• Written exercise:
Rewrite the lines below, swapping "single pin" for "single marker" wherever it appears and leaving everything else unchanged.
---------- Data listing ----------
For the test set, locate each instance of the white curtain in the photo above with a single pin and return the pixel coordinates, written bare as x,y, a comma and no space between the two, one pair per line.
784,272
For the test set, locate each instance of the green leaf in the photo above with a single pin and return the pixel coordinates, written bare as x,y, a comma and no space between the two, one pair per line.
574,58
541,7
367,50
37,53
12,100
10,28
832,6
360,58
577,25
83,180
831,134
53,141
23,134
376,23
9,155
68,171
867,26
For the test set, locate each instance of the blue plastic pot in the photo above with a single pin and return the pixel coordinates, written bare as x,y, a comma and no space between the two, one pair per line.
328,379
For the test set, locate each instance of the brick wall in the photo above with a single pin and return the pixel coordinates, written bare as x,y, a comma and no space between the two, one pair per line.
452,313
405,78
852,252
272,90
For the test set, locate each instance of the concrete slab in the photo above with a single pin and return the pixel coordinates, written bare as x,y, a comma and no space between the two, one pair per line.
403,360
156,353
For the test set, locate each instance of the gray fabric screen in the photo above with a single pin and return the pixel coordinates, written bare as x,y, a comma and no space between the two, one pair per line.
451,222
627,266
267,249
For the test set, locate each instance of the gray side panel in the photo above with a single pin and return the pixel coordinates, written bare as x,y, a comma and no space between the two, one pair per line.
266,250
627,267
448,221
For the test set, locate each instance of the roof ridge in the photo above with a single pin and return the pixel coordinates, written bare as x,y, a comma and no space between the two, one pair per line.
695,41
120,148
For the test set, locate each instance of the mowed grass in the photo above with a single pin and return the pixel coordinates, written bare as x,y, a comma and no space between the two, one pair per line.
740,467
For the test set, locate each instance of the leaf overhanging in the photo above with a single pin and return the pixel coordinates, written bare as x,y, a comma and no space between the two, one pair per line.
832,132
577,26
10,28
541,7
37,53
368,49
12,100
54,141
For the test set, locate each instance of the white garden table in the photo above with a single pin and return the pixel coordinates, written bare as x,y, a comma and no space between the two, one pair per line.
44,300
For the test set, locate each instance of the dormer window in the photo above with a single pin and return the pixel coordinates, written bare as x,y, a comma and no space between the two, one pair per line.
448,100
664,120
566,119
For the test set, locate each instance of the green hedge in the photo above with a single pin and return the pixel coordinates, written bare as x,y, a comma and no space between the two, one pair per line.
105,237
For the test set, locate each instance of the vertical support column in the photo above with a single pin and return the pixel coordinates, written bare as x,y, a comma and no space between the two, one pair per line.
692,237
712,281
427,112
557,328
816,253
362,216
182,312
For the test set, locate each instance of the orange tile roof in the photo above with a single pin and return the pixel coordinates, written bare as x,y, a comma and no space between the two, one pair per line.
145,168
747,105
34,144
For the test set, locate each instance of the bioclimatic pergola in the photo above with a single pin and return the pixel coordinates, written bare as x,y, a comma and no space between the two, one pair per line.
----------
• Finished task:
For the test set, locate each instance of the white curtain in the photo above with a single marker and return the pixel coordinates, written bare as x,y, a comma and no space between the two, one pair per line.
784,272
For the test set, locate each instance of the green leaf in the photo above with a single marker and return the pixel coordinates, written bare as x,y, a comma and no space between the two, one pair per line.
574,58
541,7
367,50
37,53
12,100
10,28
832,6
360,58
577,25
83,180
831,134
53,141
23,134
376,23
9,155
68,171
867,26
For the test set, locate each instance of the blue plastic pot in the photo above with a single marker and return the pixel coordinates, written bare as x,y, a comma and no space between the two, one pair per line.
328,379
For the test set, locate each instance of the brick wall in the photo above with a single marker and return the pixel coordinates, written bare as x,y, a comma and no space between the two, one pair per line.
452,313
405,78
852,252
272,90
For the test set, locate each instance of the concrete slab in the photo above with a single marker and return the pixel coordinates, written bare as x,y, a comma and no space between the two, one pair per line.
403,360
156,353
For the test set, locate each instance of the gray fabric screen in the photo above with a single marker and return the pixel coordinates, written bare as x,y, a comma and no space between the two, one pair per line.
451,222
627,266
267,249
For the test set, locate each instance of the gray side panel in the photo above with a single marker and return the pixel coordinates, written bare as x,y, a comma and no space between the two, one pair per line.
266,250
627,267
448,221
For the test set, locate each instance of the roof ridge in the photo above with a single marker and return the pixel coordinates, written bare as x,y, a comma and no space between the two, one pair per line.
695,41
120,148
For the test set, locate each instance of the mowed grass in the photo above with a single marker and return the pixel coordinates, written bare as x,y, a comma and no space between the two, one pair per line.
740,467
For the test set, locate each instance of the leaf overhanging in the photo above with a single marker and return the pixel coordinates, written bare as x,y, a comma and no space between the two, one pair per line.
832,132
577,26
10,28
541,7
37,53
368,49
12,100
54,141
For the test set, locate each instance of the white garden table in the photo above with a single marker and return the pixel coordinates, written bare as x,y, a comma and no space between the two, one pair per line.
44,300
For the test set, locate each instance of the dormer window in the photo above with a single marker and return the pixel coordinates, written bare as x,y, a comma and no space between the two, one pair per line.
448,100
664,120
566,119
For the test set, locate each instance of the green hedge in the photo above with a single marker and return the pixel coordinates, written bare as x,y, a comma and no space between the two, one pair per line.
105,237
For the test set, locate each instance of the vertical support column in the photo above with a single marker and return the pixel coordinates, written bare as x,y, a comma and no space between the two, one pair per line.
692,237
712,281
427,112
557,328
816,253
362,216
182,312
For the test set, locate each instance of the orange tile roof in the photo above with a single marker and return the pixel coordinates, written bare as x,y, a comma and no space between the two, one pair per line.
145,168
747,105
34,144
For the test set, locate each instance of the bioclimatic pergola in the photo above with a single marker and return the pixel coordinates, written bare as x,y, a comma and no space between the two, one pair per line.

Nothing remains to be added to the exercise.